## TASK BRIEF
Since the entries below must stay intact, return each one exactly.

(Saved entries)
---------------

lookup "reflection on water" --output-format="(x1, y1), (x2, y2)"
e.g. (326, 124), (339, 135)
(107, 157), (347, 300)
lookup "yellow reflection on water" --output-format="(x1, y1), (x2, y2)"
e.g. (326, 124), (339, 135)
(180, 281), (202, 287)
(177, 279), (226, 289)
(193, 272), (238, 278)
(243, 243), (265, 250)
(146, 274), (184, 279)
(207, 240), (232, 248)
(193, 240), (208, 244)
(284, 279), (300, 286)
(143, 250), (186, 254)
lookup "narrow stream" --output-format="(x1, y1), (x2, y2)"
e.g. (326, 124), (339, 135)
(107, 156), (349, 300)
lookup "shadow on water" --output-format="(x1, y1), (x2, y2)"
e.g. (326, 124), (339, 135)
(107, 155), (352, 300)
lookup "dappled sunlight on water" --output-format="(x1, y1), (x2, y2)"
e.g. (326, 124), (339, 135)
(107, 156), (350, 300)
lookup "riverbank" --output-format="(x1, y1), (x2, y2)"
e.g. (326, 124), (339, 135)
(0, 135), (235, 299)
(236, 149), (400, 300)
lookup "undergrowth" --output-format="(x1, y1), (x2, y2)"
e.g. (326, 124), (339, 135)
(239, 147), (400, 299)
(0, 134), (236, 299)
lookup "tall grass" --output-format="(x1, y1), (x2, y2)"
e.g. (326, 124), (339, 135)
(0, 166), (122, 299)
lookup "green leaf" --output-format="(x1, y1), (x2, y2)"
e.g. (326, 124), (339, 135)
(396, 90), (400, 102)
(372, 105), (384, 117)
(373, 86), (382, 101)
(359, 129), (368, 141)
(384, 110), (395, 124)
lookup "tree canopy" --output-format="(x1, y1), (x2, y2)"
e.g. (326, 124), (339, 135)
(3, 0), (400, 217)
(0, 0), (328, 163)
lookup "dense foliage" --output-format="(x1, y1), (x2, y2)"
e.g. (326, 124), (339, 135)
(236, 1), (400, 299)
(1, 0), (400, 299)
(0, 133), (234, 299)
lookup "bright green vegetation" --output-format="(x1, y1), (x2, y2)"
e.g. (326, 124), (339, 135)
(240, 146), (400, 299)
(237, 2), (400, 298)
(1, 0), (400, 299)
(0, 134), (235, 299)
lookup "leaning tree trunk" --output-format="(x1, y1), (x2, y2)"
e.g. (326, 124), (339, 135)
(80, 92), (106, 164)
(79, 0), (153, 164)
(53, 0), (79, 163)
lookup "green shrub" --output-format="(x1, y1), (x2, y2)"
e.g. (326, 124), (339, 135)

---------------

## COMPLETED TASK
lookup "reflection on water" --output-format="(x1, y1), (x2, y2)"
e.g. (326, 124), (339, 135)
(107, 157), (347, 300)
lookup "yellow reflection on water" --output-format="(x1, y1), (x2, y2)"
e.g. (326, 124), (339, 135)
(180, 281), (202, 287)
(177, 279), (226, 289)
(193, 272), (238, 278)
(243, 243), (265, 250)
(146, 274), (184, 279)
(207, 240), (232, 248)
(193, 240), (208, 244)
(284, 279), (300, 286)
(143, 250), (186, 254)
lookup "narrow stream" --output-format="(x1, y1), (x2, y2)"
e.g. (326, 124), (339, 135)
(107, 156), (349, 300)
lookup "shadow on water" --output-format="(x1, y1), (x2, y2)"
e.g. (326, 124), (339, 135)
(107, 155), (352, 300)
lookup "dappled sunlight on water" --output-format="(x1, y1), (x2, y2)"
e.g. (326, 124), (339, 135)
(107, 156), (350, 300)
lookup "riverbank" --output-format="(x1, y1), (x2, y2)"
e.g. (326, 124), (339, 135)
(0, 135), (235, 299)
(236, 149), (400, 300)
lookup "undergrowth" --output-format="(x1, y1), (x2, y2)"
e.g. (326, 124), (339, 135)
(239, 147), (400, 299)
(0, 134), (236, 299)
lookup "tall grass" --output-format="(x1, y1), (x2, y2)"
e.g. (326, 124), (339, 135)
(0, 166), (122, 299)
lookup "green leaf" --output-format="(x1, y1), (x2, y2)"
e.g. (326, 124), (339, 135)
(396, 90), (400, 102)
(372, 105), (384, 117)
(373, 86), (382, 101)
(359, 129), (368, 141)
(384, 110), (395, 124)
lookup "tree canopy" --output-format="(x1, y1), (x2, y2)"
e.g. (326, 124), (339, 135)
(3, 0), (400, 217)
(0, 0), (328, 163)
lookup "dense foliage" --output-format="(x1, y1), (x2, y2)"
e.g. (326, 124), (339, 135)
(236, 1), (400, 299)
(1, 0), (400, 299)
(0, 133), (234, 299)
lookup "bright green vegetation" --output-format="(x1, y1), (x2, y2)"
e.g. (326, 124), (339, 135)
(240, 146), (400, 299)
(237, 2), (400, 298)
(1, 0), (400, 299)
(0, 134), (235, 299)
lookup "leaning tree trunk" --output-format="(x1, y1), (x2, y2)"
e.g. (326, 124), (339, 135)
(80, 92), (106, 164)
(79, 0), (153, 164)
(53, 0), (79, 163)
lookup "green shrub" --output-format="(x1, y1), (x2, y2)"
e.g. (326, 124), (339, 135)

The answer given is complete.